- Directed by: C. V. Rajendran
- Written by: Chi. Udaya Shankar Shanmukhapriya C. V. Rajendran
- Produced by: P. Krishnaraj
- Starring: Srinath Aarathi M. P. Shankar Dwarakish
- Cinematography: R. Madhusudan
- Edited by: Yadav Victor
- Music by: Vijaya Bhaskar
- Production company: Mohan Murali Productions
- Distributed by: Mohan Murali Productions
- Release date: 12 March 1979;
- Running time: 134 minutes
- Country: India
- Language: Kannada

= Adalu Badalu =

1979 film directed by C. V. Rajendran

Adalu Badalu is a 1979 Indian Kannada-language action film directed by C. V. Rajendran and written by Shanmukhapriya. The film stars Srinath, Aarathi, M. P. Shankar and Dwarakish. The soundtrack and background score were composed by Vijaya Bhaskar, while the cinematography and editing were handled by R. Madhusudan and Yadav Victor. The dialogues were written by Chi. Udaya Shankar.

══════

WRITTEN INSTRUCTION 1:
Copy out the lines of the entries running from the start of the entries through the line that contains "[[188, 345, 266, 420], [0, 471, 149, 673]]", both ends included.
The film article and the entries that follow it were taken from unrelated sources.

SUPPLIED MATERIAL:
══════

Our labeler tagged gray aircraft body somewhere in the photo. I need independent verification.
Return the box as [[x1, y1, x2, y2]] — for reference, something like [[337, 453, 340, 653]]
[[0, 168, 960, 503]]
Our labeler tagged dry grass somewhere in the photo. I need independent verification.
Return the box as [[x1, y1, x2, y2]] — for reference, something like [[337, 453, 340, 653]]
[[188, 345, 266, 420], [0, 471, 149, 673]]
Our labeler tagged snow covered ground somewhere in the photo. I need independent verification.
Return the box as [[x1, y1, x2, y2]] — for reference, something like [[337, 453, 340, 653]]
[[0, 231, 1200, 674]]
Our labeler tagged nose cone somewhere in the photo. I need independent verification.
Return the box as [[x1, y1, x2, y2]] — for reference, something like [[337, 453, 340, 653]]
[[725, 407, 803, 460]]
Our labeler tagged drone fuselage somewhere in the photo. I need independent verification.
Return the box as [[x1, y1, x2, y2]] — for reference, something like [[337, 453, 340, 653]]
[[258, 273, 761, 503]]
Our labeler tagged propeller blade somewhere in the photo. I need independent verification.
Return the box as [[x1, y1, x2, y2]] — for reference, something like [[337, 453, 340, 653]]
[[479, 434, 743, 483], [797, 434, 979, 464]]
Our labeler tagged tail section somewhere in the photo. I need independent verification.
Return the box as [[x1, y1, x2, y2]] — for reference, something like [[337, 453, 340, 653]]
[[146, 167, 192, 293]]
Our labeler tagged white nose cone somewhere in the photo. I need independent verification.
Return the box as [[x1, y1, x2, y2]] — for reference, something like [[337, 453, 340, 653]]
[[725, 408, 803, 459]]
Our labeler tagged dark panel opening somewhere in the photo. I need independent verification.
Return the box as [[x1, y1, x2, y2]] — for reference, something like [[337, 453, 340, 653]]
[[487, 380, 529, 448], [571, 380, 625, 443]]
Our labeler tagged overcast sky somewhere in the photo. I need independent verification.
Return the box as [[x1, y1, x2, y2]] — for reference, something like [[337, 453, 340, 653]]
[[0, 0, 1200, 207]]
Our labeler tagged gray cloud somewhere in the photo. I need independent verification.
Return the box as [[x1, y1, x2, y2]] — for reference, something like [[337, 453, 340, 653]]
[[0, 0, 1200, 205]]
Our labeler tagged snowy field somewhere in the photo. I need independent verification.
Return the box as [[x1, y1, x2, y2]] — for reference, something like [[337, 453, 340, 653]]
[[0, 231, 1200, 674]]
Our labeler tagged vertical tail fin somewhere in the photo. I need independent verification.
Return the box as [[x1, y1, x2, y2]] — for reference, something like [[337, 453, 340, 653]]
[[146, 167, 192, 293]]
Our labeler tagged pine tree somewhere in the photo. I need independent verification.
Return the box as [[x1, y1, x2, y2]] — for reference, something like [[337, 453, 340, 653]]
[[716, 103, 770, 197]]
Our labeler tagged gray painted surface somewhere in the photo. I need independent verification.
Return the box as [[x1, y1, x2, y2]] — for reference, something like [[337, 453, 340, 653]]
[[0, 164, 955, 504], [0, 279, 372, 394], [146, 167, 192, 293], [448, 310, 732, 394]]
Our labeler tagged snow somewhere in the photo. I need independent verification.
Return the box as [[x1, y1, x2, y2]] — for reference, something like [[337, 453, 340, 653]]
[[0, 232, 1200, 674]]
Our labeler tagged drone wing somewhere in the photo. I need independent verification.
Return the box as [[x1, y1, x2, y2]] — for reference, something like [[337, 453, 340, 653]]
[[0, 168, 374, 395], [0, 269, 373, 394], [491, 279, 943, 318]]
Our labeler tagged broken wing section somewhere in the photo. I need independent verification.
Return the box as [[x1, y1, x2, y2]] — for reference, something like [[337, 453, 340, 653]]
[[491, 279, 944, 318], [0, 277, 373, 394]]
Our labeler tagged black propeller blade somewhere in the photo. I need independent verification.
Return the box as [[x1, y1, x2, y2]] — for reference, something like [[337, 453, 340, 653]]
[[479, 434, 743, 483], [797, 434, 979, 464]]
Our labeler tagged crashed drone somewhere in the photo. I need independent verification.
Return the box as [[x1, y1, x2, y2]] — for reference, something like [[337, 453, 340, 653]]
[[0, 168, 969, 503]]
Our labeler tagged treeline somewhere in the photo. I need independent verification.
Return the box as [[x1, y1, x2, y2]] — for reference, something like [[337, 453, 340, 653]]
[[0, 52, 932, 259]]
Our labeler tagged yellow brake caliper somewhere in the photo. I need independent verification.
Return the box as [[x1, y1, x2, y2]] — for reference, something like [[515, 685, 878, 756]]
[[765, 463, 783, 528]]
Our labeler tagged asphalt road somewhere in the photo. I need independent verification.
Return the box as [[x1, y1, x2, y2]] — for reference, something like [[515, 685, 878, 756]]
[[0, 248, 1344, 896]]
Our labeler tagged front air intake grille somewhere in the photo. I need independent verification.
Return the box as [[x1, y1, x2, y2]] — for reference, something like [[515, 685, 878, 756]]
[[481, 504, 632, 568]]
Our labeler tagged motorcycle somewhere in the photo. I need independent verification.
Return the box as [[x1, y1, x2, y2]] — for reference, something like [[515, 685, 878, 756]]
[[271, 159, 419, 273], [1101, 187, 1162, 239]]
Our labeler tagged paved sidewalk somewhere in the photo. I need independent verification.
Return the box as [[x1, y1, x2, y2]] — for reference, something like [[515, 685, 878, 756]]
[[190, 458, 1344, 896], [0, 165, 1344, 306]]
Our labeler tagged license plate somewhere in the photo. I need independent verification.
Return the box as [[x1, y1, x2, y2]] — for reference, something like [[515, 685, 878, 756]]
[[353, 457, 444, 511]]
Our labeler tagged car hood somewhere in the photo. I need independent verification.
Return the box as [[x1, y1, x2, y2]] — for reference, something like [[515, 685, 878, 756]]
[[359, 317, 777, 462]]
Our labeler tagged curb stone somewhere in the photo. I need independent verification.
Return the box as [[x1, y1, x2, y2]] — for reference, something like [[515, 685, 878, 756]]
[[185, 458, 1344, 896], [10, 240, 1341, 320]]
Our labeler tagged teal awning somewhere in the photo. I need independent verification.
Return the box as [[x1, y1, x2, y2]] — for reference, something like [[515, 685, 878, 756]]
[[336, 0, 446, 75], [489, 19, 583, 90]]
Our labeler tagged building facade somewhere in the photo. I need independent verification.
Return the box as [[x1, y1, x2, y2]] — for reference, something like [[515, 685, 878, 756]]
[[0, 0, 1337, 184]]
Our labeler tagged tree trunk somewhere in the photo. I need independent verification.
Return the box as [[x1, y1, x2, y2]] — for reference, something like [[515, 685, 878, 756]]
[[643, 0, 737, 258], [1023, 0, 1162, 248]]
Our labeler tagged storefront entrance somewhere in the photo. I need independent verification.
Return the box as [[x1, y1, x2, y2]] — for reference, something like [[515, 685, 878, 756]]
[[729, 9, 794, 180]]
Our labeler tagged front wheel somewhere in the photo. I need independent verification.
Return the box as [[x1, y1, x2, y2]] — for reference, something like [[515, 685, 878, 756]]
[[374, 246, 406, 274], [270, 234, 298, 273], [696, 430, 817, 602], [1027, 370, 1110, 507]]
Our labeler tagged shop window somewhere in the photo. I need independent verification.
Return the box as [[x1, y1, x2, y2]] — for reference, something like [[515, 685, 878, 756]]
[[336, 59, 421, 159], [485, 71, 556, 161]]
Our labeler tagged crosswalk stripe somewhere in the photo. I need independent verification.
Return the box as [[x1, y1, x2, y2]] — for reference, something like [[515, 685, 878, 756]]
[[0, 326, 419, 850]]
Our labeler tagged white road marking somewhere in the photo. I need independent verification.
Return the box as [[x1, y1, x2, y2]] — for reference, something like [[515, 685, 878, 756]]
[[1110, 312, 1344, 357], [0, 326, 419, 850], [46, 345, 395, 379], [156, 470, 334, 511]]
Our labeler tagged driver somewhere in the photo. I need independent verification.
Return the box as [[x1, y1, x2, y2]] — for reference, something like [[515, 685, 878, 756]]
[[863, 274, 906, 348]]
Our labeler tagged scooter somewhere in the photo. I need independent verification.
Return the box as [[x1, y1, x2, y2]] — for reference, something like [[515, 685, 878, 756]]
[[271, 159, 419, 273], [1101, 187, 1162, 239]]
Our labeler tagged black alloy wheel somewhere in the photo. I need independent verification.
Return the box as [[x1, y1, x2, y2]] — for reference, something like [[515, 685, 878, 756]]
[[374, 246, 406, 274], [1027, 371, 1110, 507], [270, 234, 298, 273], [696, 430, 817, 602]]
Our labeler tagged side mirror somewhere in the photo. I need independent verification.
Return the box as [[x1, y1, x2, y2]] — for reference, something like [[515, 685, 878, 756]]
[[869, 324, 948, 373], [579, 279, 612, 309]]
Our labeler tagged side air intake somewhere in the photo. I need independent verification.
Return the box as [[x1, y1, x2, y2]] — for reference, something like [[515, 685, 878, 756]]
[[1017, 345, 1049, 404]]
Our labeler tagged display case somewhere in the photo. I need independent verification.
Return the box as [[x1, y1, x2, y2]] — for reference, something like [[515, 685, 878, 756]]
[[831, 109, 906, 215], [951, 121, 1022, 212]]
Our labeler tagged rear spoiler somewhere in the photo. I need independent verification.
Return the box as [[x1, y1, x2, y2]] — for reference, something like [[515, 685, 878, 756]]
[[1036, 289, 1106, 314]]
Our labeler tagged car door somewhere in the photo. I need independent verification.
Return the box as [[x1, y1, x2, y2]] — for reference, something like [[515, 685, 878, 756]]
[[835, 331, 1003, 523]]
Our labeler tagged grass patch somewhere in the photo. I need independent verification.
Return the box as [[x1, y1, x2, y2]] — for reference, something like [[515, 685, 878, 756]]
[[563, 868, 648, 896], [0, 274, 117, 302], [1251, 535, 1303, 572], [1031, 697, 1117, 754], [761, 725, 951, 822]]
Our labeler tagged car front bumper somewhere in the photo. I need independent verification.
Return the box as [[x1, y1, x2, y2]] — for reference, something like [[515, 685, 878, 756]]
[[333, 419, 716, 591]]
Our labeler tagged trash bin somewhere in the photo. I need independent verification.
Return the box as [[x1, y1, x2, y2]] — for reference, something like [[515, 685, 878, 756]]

══════

WRITTEN INSTRUCTION 2:
Using the film article, state whether each statement agrees with it, answering yes or no and quoting the deciding words: (a) The film was released on 12 March 1979. (b) Vijaya Bhaskar handled the cinematography. (c) The film runs 150 minutes.

WORKED SOLUTION 1:
Our labeler tagged gray aircraft body somewhere in the photo. I need independent verification.
Return the box as [[x1, y1, x2, y2]] — for reference, something like [[337, 453, 340, 653]]
[[0, 168, 960, 503]]
Our labeler tagged dry grass somewhere in the photo. I need independent verification.
Return the box as [[x1, y1, x2, y2]] — for reference, something like [[337, 453, 340, 653]]
[[188, 345, 266, 420], [0, 471, 149, 673]]

WORKED SOLUTION 2:
(a) Yes: "Release date: 12 March 1979"
(b) No: "the cinematography and editing were handled by R. Madhusudan and Yadav Victor"
(c) No: "Running time: 134 minutes"